:: Task instructions ::
Starting at the line containing "[spot] the wispy" and running through the end of the material, inclusive, reproduce those lines with "temple" replaced by "shrine" and everything else left unchanged.

:: Extracted entries ::
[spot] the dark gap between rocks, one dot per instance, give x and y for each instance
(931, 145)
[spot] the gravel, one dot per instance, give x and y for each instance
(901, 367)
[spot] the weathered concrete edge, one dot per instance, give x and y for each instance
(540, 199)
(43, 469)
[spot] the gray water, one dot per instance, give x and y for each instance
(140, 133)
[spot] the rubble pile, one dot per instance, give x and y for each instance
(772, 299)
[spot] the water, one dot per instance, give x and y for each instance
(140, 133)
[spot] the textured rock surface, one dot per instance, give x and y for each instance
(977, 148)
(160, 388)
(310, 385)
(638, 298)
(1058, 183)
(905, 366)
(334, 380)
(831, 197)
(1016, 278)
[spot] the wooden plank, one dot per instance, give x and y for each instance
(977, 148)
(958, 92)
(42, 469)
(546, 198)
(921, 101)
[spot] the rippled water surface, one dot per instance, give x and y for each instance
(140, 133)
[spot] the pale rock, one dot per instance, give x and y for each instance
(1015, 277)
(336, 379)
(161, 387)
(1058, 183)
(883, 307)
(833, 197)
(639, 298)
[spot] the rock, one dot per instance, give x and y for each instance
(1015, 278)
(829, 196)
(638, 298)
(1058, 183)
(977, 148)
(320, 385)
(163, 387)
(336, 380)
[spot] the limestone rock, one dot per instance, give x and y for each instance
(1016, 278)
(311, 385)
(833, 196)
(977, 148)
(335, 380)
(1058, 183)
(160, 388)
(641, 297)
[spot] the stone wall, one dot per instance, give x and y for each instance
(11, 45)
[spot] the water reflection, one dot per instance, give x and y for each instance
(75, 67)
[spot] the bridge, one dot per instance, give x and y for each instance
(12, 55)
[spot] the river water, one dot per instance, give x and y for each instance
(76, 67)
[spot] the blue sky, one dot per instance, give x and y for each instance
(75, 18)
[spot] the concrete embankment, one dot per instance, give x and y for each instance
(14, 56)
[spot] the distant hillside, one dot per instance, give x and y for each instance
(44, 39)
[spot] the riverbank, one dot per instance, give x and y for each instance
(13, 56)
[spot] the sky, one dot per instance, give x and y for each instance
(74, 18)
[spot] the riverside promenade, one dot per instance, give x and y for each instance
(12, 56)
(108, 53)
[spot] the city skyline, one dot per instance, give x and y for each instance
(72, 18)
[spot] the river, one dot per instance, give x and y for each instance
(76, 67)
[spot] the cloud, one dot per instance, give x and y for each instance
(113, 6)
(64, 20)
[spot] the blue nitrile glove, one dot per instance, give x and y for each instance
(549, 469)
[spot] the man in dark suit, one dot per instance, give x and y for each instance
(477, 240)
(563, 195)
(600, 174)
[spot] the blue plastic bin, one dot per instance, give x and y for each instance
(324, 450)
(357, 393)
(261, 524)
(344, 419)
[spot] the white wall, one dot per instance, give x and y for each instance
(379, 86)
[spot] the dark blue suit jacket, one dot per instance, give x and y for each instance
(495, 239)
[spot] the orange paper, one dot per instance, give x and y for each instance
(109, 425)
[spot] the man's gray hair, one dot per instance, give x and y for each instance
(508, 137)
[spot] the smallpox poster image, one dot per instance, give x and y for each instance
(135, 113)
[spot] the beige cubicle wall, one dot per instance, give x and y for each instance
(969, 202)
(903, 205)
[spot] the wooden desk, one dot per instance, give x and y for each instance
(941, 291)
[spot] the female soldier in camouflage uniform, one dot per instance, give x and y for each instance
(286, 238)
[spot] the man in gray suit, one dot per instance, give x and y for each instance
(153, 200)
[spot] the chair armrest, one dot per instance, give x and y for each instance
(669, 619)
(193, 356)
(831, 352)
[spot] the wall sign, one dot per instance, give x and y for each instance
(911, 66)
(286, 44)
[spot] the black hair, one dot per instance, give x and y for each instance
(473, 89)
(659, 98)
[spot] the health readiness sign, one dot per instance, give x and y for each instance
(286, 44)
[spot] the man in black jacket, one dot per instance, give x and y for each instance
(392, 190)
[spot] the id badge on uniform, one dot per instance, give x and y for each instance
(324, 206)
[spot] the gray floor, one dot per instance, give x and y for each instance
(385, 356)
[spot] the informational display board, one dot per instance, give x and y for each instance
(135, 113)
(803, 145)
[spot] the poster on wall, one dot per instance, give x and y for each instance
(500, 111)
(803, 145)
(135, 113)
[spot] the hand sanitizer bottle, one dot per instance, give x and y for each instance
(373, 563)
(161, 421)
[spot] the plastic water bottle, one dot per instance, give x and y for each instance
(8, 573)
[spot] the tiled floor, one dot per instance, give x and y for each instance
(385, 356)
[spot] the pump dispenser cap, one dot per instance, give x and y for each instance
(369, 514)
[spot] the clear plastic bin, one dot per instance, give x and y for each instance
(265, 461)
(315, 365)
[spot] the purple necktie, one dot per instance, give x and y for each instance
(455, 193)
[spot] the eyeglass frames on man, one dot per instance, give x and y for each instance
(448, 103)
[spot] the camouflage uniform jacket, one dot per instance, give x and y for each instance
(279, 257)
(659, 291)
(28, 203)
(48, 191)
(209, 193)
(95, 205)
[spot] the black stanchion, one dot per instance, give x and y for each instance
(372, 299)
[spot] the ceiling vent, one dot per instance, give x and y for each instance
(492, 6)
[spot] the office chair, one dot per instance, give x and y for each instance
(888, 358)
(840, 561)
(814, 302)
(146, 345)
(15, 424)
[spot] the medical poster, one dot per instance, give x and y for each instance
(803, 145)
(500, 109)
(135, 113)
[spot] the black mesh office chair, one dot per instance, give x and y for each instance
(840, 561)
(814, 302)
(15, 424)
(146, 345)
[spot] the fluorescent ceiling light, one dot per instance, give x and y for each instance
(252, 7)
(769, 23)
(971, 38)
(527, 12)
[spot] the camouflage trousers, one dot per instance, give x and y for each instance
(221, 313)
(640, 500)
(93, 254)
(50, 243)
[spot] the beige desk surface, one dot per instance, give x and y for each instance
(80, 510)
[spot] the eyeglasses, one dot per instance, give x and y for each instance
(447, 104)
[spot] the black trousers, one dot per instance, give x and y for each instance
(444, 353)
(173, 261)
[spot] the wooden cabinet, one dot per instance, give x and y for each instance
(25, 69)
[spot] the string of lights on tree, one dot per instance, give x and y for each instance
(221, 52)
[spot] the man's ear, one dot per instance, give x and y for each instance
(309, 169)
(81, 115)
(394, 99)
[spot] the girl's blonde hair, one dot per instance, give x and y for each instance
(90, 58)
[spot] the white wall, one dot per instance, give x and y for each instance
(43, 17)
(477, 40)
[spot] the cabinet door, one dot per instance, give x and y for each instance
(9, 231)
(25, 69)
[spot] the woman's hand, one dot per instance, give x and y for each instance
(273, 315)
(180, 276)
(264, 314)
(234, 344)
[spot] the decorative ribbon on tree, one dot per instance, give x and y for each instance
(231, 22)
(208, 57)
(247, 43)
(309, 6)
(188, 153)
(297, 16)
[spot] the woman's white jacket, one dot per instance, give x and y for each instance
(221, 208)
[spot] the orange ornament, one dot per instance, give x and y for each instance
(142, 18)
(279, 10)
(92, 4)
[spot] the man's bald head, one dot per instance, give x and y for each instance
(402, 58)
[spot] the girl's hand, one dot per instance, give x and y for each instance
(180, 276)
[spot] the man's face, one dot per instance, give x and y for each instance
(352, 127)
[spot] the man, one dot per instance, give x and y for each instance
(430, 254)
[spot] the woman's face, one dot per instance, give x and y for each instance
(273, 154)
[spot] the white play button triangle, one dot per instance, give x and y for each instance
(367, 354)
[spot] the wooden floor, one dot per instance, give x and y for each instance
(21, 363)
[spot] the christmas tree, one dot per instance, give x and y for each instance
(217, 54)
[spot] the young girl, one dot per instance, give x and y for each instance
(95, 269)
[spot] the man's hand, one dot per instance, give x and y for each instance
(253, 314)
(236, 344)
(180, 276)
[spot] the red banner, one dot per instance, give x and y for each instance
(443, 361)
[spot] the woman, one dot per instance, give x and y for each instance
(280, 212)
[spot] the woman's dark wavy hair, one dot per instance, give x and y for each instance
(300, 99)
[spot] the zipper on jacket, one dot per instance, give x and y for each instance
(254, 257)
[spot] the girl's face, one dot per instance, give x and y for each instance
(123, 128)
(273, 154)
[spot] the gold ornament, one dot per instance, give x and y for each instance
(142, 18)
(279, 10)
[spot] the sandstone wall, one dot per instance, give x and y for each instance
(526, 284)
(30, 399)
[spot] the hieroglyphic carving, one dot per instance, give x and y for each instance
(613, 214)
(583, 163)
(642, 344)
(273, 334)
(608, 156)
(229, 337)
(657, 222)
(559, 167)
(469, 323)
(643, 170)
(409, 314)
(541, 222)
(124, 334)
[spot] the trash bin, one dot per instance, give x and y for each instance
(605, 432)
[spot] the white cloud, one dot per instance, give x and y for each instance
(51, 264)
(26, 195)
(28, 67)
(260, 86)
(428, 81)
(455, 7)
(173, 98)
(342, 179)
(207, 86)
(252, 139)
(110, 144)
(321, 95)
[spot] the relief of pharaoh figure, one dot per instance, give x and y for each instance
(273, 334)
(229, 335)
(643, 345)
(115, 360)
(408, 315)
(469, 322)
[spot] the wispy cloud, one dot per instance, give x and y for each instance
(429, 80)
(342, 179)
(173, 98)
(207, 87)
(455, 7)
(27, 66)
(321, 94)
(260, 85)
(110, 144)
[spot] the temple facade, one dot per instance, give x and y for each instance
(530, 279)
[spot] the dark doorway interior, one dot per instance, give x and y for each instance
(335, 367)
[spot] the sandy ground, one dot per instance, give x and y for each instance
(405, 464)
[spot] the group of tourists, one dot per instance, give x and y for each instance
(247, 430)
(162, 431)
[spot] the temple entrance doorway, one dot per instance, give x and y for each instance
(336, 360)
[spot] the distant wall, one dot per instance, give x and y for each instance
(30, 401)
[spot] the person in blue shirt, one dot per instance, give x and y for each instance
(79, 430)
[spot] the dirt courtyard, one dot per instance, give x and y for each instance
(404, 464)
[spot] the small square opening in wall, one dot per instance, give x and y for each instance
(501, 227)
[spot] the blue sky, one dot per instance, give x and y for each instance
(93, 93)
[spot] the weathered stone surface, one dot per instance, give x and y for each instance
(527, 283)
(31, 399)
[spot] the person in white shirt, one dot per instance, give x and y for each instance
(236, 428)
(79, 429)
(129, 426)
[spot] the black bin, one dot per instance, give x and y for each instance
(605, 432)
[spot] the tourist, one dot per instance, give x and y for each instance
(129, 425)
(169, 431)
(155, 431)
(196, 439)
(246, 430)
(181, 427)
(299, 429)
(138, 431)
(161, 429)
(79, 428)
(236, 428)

:: The response ::
[spot] the wispy cloud, one dot per instance, give x and y for each instance
(429, 80)
(342, 179)
(173, 98)
(207, 87)
(455, 7)
(27, 66)
(321, 94)
(260, 85)
(110, 144)
[spot] the shrine facade, one dot per instance, give x and y for each instance
(530, 279)
[spot] the dark doorway interior, one dot per instance, give x and y for each instance
(335, 367)
[spot] the sandy ground, one dot per instance, give x and y for each instance
(405, 464)
[spot] the group of tourists, one dot per instance, give x and y for each instance
(247, 430)
(162, 431)
[spot] the shrine entrance doorway, one dot per instance, give x and y for each instance
(336, 360)
[spot] the distant wall, one dot per instance, give x and y for each instance
(30, 401)
[spot] the person in blue shirt, one dot per instance, give x and y for each instance
(79, 430)
[spot] the dirt courtyard, one dot per instance, give x and y for each instance
(404, 464)
[spot] the small square opening in wall, one dot per instance, give x and y for each instance
(501, 227)
[spot] the blue sky, one dot per instance, give x and y for each instance
(93, 93)
[spot] the weathered stone surface, one dot per instance, give x and y for each instance
(527, 283)
(31, 399)
[spot] the person in white shirt, one dot per instance, give x and y for each instance
(236, 428)
(79, 429)
(129, 426)
[spot] the black bin, one dot per instance, give x and y for each instance
(605, 432)
[spot] the tourist, one dot per instance, give x and y for each instance
(129, 425)
(169, 431)
(155, 431)
(196, 439)
(246, 430)
(181, 427)
(299, 429)
(138, 431)
(161, 429)
(79, 428)
(236, 428)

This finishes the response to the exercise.